◆ EXERCISE DIRECTIONS
Rewrite every one of the records below with "roost-count tally" swapped for "site survey log" and everything else kept the same, leaving out the pictures.

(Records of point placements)
•••

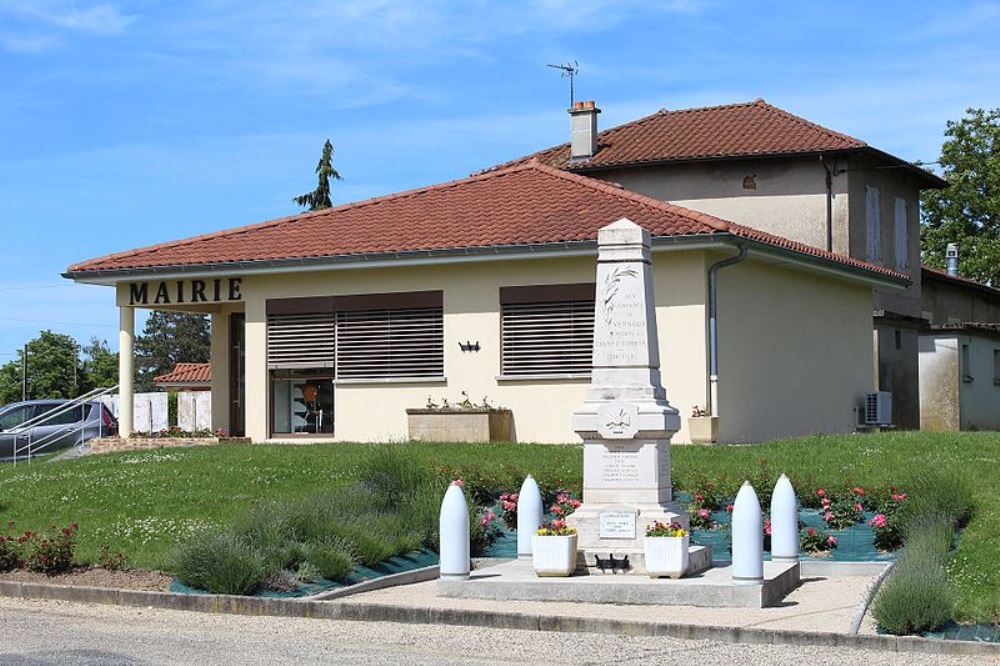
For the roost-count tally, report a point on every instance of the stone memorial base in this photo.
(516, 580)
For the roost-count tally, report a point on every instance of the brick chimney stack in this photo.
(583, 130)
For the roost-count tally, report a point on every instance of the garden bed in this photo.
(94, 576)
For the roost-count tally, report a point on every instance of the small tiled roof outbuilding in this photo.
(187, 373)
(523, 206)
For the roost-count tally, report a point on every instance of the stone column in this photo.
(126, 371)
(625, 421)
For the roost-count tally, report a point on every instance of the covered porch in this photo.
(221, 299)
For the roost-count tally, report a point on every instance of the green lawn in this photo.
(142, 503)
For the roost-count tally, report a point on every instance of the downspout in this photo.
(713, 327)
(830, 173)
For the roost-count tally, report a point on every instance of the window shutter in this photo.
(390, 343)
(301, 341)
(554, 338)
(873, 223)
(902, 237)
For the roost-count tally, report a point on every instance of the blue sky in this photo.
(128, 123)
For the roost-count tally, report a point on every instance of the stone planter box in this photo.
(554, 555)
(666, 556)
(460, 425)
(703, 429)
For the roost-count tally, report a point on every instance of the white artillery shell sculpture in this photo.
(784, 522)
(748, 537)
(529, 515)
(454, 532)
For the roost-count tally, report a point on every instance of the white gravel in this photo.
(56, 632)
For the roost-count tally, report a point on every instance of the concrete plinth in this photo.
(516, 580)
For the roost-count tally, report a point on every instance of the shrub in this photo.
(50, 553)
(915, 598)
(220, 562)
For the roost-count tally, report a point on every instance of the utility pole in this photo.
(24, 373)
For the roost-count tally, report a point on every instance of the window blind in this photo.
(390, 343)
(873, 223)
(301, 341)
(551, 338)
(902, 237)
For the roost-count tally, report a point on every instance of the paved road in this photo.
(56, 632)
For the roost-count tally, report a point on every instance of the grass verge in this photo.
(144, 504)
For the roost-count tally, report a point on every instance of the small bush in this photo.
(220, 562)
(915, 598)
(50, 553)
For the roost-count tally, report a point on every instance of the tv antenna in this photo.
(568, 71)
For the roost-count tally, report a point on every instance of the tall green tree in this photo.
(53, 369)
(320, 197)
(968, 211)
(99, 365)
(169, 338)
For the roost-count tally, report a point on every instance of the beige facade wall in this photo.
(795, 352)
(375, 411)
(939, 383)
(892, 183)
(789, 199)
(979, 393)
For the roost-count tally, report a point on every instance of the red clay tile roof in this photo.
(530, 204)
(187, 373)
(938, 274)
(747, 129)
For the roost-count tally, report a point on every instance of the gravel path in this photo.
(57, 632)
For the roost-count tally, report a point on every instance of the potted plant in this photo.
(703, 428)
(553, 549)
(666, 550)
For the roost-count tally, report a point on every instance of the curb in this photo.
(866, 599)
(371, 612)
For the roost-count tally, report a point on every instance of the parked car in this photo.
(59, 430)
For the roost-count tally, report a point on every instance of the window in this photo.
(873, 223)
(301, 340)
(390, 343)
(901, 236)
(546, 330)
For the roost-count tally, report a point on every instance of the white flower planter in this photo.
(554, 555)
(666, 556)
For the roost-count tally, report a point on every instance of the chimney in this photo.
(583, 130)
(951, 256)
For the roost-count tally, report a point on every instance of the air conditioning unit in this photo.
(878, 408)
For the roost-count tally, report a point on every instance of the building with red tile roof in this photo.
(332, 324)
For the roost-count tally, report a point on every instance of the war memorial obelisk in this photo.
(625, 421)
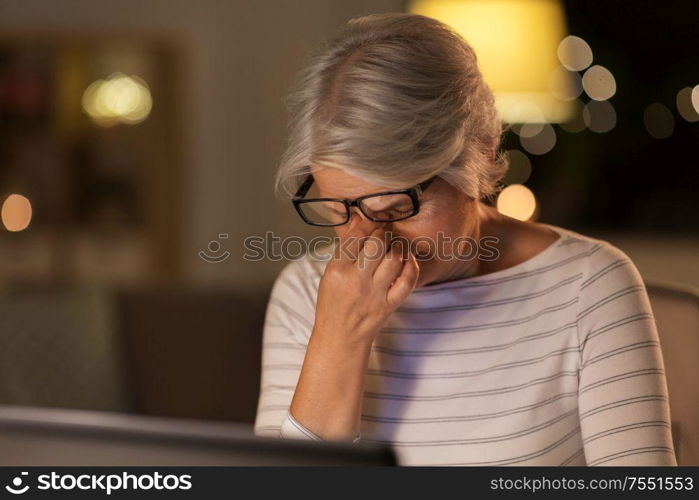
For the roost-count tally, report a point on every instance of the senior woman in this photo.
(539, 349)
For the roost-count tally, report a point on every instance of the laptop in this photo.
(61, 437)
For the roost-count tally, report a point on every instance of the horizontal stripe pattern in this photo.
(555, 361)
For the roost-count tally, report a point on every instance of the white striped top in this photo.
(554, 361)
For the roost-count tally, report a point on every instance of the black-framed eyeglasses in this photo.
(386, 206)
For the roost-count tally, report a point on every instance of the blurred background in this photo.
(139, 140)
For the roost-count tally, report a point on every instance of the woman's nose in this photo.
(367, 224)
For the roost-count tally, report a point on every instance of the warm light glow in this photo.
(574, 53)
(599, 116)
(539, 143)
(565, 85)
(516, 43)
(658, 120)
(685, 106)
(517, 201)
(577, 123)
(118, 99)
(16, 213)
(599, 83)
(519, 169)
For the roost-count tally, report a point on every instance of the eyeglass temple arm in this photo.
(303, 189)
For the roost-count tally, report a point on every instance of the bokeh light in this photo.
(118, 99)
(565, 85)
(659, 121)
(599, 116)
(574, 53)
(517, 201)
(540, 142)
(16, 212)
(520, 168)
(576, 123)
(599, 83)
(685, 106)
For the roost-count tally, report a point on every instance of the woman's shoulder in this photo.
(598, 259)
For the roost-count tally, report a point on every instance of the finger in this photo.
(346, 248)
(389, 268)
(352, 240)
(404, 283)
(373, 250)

•••

◆ EXPECTED ANSWER
For the site survey log, report a point on every instance of the stone memorial base in this photo.
(516, 580)
For the site survey log, report a point on every instance of the brick chimney stack in this photo.
(583, 130)
For the site survey log, report a point on every instance of the garden bed in this photo.
(94, 576)
For the site survey log, report a point on every instance of the small tiled roof outbuilding in this photo.
(187, 373)
(523, 206)
For the site survey log, report a point on every instance of the stone column in this photo.
(126, 371)
(625, 421)
For the site survey log, report a point on every instance of the covered porch in this photo.
(221, 299)
For the site survey log, report a point on every instance of the green lawn in this photo.
(142, 503)
For the site survey log, report a point on every instance of the downspout in this photo.
(713, 327)
(830, 173)
For the site survey log, report a point on every instance of the window shutter in this photo.
(390, 343)
(301, 341)
(554, 338)
(873, 223)
(902, 237)
For the site survey log, report a point on every instance of the blue sky in this photo.
(128, 123)
For the site survey log, report a point on every instance of the stone planter box in this photo.
(554, 555)
(666, 556)
(460, 425)
(703, 429)
For the site survey log, report a point on every instance of the white artillery shell sculpture in this photo.
(784, 522)
(748, 537)
(529, 515)
(454, 532)
For the site survey log, report a point on every instance of the white gravel in this photo.
(56, 632)
For the site survey log, report a point on every instance of the concrete plinth in this photo.
(516, 580)
For the site survey log, report a point on every instance of the shrub in this photo.
(50, 553)
(915, 598)
(220, 562)
For the site survey log, report a point on every instance of the utility pole in this photo.
(24, 373)
For the site survey log, report a point on every instance of the window blind in this photo.
(390, 343)
(873, 223)
(301, 341)
(551, 338)
(902, 237)
For the site survey log, report a point on every instance of the paved road in this photo.
(56, 632)
For the site survey log, report a point on every instance of the grass verge in this photo.
(144, 504)
For the site survey log, report a point on every instance of the small bush in this photo.
(220, 562)
(915, 598)
(50, 553)
For the site survey log, report a point on every instance of the tv antenna in this photo.
(568, 71)
For the site survey log, report a point on every instance of the tall green tree in this photo.
(53, 369)
(320, 197)
(968, 211)
(99, 365)
(169, 338)
For the site survey log, report a point on every instance of the beige facade wall in this photo.
(795, 352)
(375, 411)
(939, 383)
(892, 183)
(789, 199)
(979, 393)
For the site survey log, report a point on every instance of the red clay tile roof in this photo.
(530, 204)
(187, 373)
(938, 274)
(747, 129)
For the site survey log, report a point on every instance of the gravel path in this photo.
(57, 632)
For the site survey log, report a point on every instance of the potted plant in this photo.
(703, 428)
(553, 549)
(666, 550)
For the site survey log, report a point on every instance of the curb in this photo.
(866, 599)
(371, 612)
For the site survey log, report a point on every instance of the parked car in this photo.
(59, 430)
For the site survey log, report a point on every instance of the window in this photo.
(873, 223)
(301, 340)
(390, 343)
(901, 236)
(546, 330)
For the site survey log, report a point on every instance of the white flower planter in this photo.
(554, 555)
(666, 556)
For the site survey log, report a point on every instance of the chimney in this photo.
(583, 130)
(951, 256)
For the site survey log, report a point on every instance of the air conditioning unit in this photo.
(878, 408)
For the site survey log, report a point on every instance of the building with red tile roof in this photo.
(332, 324)
For the site survey log, report a point on every instance of the war memorial obelisk in this photo.
(625, 421)
For the site survey log, report a point on every instance of the senior woman in this photo.
(539, 349)
For the site survey log, report a point on every instance of the laptop in this photo.
(61, 437)
For the site survey log, report a point on every instance of the horizontal stripe pattern in this photo.
(555, 361)
For the site survey log, report a point on every instance of the white striped top in this photo.
(554, 361)
For the site survey log, report a point on every instance of the black-framed eyeglasses in this photo.
(386, 206)
For the site survey log, report a point on every instance of the blurred background in this photo.
(139, 140)
For the site survey log, report a point on every instance of the woman's nose in this photo.
(367, 224)
For the site survey log, report a point on every instance of the warm light glow in this photo.
(574, 53)
(599, 116)
(539, 143)
(565, 85)
(516, 43)
(658, 120)
(685, 106)
(517, 201)
(577, 123)
(118, 99)
(16, 213)
(599, 83)
(519, 169)
For the site survey log, report a point on every instance of the eyeglass temple arm in this photo.
(303, 189)
For the site survey log, report a point on every instance of the bokeh light in this photo.
(118, 99)
(565, 85)
(659, 121)
(599, 116)
(574, 53)
(517, 201)
(540, 142)
(16, 212)
(520, 168)
(576, 123)
(599, 83)
(685, 106)
For the site survey log, report a point on every instance of the woman's shoulder in this photo.
(598, 259)
For the site survey log, report a point on every instance of the finger in this photo.
(346, 248)
(389, 268)
(352, 240)
(404, 283)
(373, 250)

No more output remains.